_Directions for this task:_ Quote all of the data below exactly, please.

_Location identification entries:_
(begin)

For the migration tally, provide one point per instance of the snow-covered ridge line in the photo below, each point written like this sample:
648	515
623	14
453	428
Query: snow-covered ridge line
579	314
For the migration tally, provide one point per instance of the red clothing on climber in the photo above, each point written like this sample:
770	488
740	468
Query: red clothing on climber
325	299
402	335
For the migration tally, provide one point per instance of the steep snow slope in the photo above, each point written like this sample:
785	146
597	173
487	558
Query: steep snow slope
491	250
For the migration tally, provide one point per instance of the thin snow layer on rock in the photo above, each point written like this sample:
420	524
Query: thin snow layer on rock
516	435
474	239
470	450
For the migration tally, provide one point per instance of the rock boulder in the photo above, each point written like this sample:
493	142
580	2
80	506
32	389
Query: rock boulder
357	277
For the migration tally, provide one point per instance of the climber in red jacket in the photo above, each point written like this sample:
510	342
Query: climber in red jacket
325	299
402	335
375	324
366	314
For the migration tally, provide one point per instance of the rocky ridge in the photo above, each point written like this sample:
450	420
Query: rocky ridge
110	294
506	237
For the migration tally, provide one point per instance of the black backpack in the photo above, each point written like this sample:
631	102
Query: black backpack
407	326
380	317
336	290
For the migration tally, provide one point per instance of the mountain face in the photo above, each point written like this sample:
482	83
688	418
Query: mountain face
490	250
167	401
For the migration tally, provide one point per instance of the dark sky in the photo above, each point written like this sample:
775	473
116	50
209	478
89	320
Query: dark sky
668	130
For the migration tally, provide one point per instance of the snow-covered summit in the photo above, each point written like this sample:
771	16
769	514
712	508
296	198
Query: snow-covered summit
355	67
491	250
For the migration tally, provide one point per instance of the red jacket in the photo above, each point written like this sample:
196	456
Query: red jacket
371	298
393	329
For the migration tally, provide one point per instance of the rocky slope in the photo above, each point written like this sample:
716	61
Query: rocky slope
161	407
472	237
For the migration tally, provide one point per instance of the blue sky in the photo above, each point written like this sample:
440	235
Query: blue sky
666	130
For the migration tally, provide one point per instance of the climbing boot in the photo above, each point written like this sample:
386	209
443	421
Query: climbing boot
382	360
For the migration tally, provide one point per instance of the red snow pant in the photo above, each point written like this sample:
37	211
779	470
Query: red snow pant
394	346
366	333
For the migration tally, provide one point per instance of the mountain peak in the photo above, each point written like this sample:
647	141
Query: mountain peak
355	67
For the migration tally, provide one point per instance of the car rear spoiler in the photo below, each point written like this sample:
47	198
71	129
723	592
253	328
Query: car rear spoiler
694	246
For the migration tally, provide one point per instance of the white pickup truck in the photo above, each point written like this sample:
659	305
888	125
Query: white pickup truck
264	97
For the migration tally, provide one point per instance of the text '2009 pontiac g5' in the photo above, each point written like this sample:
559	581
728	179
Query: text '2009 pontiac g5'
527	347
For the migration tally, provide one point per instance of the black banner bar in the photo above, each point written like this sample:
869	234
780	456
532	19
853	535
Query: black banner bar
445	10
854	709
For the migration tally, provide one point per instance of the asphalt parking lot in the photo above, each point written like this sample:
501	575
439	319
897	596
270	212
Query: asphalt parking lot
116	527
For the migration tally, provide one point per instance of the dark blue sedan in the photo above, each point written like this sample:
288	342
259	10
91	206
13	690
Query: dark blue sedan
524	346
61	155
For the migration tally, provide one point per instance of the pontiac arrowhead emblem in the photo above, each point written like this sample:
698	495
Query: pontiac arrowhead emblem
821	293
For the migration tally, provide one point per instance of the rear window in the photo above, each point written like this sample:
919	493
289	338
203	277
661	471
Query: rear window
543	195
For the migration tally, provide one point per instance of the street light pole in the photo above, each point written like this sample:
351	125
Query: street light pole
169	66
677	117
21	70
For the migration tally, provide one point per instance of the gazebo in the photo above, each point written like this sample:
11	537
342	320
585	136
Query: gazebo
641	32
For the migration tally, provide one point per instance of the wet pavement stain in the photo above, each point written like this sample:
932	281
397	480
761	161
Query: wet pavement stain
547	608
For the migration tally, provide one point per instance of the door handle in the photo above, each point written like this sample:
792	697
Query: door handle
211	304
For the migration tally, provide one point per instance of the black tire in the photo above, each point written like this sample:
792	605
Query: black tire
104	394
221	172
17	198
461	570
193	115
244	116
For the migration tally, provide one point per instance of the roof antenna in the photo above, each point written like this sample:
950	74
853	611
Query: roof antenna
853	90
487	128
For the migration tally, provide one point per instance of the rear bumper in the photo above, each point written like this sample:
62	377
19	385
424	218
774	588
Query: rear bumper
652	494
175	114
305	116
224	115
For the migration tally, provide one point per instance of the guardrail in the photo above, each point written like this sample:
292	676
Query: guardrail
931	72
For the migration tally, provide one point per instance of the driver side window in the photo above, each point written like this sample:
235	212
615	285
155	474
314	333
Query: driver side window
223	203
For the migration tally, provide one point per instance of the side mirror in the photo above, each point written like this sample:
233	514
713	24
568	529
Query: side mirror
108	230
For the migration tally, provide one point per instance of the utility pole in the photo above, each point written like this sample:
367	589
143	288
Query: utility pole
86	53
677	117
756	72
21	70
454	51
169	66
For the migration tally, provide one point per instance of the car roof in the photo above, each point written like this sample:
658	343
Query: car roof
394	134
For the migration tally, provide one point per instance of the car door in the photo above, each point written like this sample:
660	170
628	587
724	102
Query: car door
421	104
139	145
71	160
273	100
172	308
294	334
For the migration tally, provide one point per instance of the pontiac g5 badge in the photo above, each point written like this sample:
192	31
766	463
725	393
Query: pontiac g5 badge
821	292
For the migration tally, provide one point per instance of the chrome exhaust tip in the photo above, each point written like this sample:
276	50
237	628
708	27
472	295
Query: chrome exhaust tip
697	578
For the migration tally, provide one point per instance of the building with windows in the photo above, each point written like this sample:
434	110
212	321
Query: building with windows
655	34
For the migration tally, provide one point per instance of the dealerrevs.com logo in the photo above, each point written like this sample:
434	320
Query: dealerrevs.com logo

(end)

_Reply to the task:_
For the migration tally, provide one point per instance of the snow-covered ridge line in the photo below, each point written like this sample:
648	515
623	14
453	428
Query: snow-covered ridge line
579	314
For the migration tally, provide one point per instance of the red clothing on climber in the photo above, each point written like this sample:
770	488
740	468
Query: red clothing on climber
325	299
402	335
For the migration tally, provide one point per instance of the steep snow slope in the photo above, each point written like this sample:
785	146
597	173
487	558
Query: steep snow slope
491	250
For the migration tally, provide one point per instance of the thin snow layer on rock in the photo above, each point written like this sample:
420	524
Query: thin snow layer on rock
516	435
474	239
470	450
For the migration tally, provide one point per instance of the rock boulder in the photo above, each point written like this sample:
493	142
580	2
80	506
32	389
Query: rock boulder
357	277
For the migration tally, provide one point per instance of the climber in red jacket in the photo above, each point written like this sample:
510	342
Query: climber in red jacket
325	299
402	335
375	324
366	314
For the migration tally, provide one point per instance of the rocky ridge in the photo above, each point written like this sample:
450	420
Query: rocky ridge
110	294
506	237
For the migration tally, provide one point per instance of the black backpack in the photo above, each point written like this sample:
631	102
Query: black backpack
407	326
380	317
336	290
For the migration tally, provide one point per instance of the mountain face in the photo above, each point written like this sample:
482	83
688	418
Query: mountain face
490	250
167	401
For the migration tally, provide one point per instance of the dark sky in the photo above, each point written like this sample:
775	473
116	50
209	478
89	320
Query: dark sky
668	130
For the migration tally, provide one point per instance of the snow-covered summit in the photo above, each point written like this sample:
771	16
769	514
712	508
296	198
Query: snow-covered summit
355	67
491	250
For the migration tally, provide one point per instance of the red jacket in the photo above, each point written like this sample:
196	456
Query: red jacket
371	298
393	329
For the migration tally, provide one point per instance of the rocky slope in the photo above, each point written like this sample:
716	61
Query: rocky slope
161	407
472	237
For the migration tally, provide one point per instance of the blue sky in the photo above, each point written like this sample:
440	235
Query: blue sky
666	130
For the migration tally, provide one point per instance of the climbing boot in the photo above, each point written like this sample:
386	209
443	421
Query: climbing boot
382	360
For the migration tally, provide one point per instance of the red snow pant in the photo above, each point written like this sample:
37	211
779	470
Query: red snow pant
394	346
366	333
For the migration tally, provide one point per instance of the mountain peak in the photo above, each point written like this sample:
647	141
Query: mountain peak
355	67
For the migration tally, provide one point per instance of the car rear spoiler in the photo below, each point written like this sample:
47	198
71	129
723	592
253	328
Query: car rear spoiler
694	246
For the migration tally, provide one point per instance of the white pickup truck in the photo above, each point written like this sample:
659	305
888	125
Query: white pickup truck
264	97
For the migration tally, provide one point per instance of the text '2009 pontiac g5' in the photo above, each point written like this sample:
559	581
728	179
Query: text '2009 pontiac g5'
527	347
For the migration tally, provide one point per instance of the black banner bar in the photo above, each point written like this sample:
869	234
780	456
532	19
853	535
Query: black banner bar
445	10
854	709
For the migration tally, provide one point per instance of the asphalt parking lot in the photo above, each point written like this sample:
501	575
439	319
897	596
270	212
Query: asphalt parking lot
116	527
For the migration tally, provide one point per instance of the dark blue sedan in the photo above, each point written like this sample:
288	342
259	10
91	206
13	690
Query: dark blue sedan
524	346
61	155
For the migration tally, provide one point per instance of the pontiac arrowhead emblem in the photo above, each point written like this sample:
698	495
Query: pontiac arrowhead emblem
821	293
For the migration tally, provide one point per instance of the rear window in the photo above, each point written like this sample:
919	493
289	338
203	277
661	471
Query: rear window
543	195
For the migration tally, provide one point per instance of the street light pole in the photo above, each point written like this sample:
351	125
Query: street light pole
169	66
677	117
21	70
For the migration tally, provide one point per instance of the gazebo in the photo above, each point written like this sample:
11	537
342	320
585	136
Query: gazebo
641	32
For the migration tally, provide one point per instance of the wet pavement stain in the photo above, each point written like this sample:
932	281
397	480
761	161
Query: wet pavement stain
547	608
For the migration tally, provide one point per instance of the door handle in the photo above, each point written like this sample:
792	697
Query: door handle
211	304
For the migration tally, provide one point per instance of the black tire in the photo above, each point written like this sample:
792	605
Query: black tire
104	394
221	172
17	198
461	570
193	115
244	116
For the migration tally, provide one point per instance of the roof antenna in the photo above, each point written like this sample:
950	74
853	611
Query: roof antenna
853	90
487	128
For the migration tally, provide one point per instance of the rear bumper in the photo above, each point written like this sample:
62	377
19	385
424	218
774	588
Query: rear bumper
652	494
175	114
305	116
224	115
For the migration tally, provide one point per instance of the guardrail in the photo above, each point written like this sample:
292	676
Query: guardrail
931	72
For the migration tally, provide one point per instance of the driver side window in the photo above, each point written like this sample:
235	212
615	285
155	474
314	333
Query: driver side window
223	203
For the migration tally, provide one point per instance of the side mirror in the photo above, each point written like this sample:
233	514
713	24
568	529
Query: side mirror
108	230
For the migration tally, provide one point per instance of the utility pole in the photo above, each point written like this sample:
367	589
143	288
Query: utility pole
86	53
677	117
756	72
21	70
454	51
169	66
For the migration tally, provide one point per instance of the car roof in the photo above, each point written like this sample:
658	343
Query: car roof
394	134
For the migration tally, provide one point per instance of the car door in the photo above, each point written like this sample:
660	170
628	587
724	102
Query: car door
421	104
139	145
71	160
273	100
172	308
294	334
For the migration tally, provide one point per instance of the pontiac g5 badge in the photo above, each point written like this sample:
192	31
766	463
725	393
Query: pontiac g5 badge
821	292
For the migration tally, provide one point per instance of the chrome exhaust tip in the photo above, each point written like this sample:
276	50
237	628
708	27
472	295
Query: chrome exhaust tip
697	578
For the migration tally, provide one point per instance of the building with windows in the photo above, each point written like this sample:
434	110
212	321
Query: building with windows
655	34
For the migration tally, provide one point per instance of the dealerrevs.com logo in the photo above, each point written like this sample:
434	320
Query: dealerrevs.com logo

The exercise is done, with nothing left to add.